Point-per-instance localization data:
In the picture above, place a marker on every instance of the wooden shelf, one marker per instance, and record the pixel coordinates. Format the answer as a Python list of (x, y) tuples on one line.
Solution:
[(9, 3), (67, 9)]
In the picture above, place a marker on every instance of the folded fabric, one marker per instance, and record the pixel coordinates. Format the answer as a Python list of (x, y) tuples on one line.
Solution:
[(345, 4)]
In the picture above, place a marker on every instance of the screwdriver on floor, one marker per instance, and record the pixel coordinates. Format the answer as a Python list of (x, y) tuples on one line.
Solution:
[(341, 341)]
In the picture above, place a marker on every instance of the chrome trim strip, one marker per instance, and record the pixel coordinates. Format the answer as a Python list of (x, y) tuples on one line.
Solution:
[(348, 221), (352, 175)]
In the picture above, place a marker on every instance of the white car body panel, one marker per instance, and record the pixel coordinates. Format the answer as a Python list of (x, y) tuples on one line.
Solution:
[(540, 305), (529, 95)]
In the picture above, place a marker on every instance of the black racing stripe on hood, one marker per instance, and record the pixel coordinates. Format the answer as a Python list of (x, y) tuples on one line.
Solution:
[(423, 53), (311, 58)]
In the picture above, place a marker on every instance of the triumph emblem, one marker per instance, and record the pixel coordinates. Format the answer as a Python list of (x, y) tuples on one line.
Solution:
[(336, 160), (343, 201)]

--

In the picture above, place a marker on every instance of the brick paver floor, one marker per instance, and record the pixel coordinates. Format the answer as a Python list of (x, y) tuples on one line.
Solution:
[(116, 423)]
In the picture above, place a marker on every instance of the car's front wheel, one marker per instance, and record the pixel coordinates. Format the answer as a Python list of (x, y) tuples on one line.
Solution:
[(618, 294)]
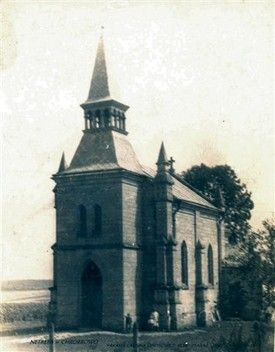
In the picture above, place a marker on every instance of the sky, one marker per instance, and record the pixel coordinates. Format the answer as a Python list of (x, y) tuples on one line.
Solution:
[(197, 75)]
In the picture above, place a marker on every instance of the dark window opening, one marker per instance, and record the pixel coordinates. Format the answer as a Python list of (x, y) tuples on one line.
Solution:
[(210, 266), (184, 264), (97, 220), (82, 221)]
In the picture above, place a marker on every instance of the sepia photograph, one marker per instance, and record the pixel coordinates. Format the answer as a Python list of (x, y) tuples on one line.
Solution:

* * *

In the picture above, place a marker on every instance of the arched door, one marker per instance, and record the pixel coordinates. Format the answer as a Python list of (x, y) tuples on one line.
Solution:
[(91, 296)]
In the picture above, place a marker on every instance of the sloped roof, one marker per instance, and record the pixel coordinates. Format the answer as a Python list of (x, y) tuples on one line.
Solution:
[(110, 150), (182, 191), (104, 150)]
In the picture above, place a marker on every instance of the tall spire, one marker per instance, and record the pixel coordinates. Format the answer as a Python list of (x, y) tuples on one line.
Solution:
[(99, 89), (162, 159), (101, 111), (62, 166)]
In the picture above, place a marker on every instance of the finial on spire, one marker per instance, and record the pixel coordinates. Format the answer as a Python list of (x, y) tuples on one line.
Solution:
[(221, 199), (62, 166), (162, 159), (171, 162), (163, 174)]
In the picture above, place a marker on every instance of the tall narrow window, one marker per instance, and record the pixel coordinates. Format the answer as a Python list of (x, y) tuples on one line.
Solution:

WHAT TO PRODUCE:
All lines in the records above with "window" need to be found and copied.

RESPONSE TO THIS TASK:
In the picture above, place a marker on every instance of the dark window opening, one marker per instance, and record the pixel coordinates. Format the answer as a Python list of (x, y) tuples on one line.
In the picture above, place a marker on every instance of the tall narrow window, one marker per instance, and record the pixel coordinates. Format the answer as a Python list of (x, y) tuples on one line.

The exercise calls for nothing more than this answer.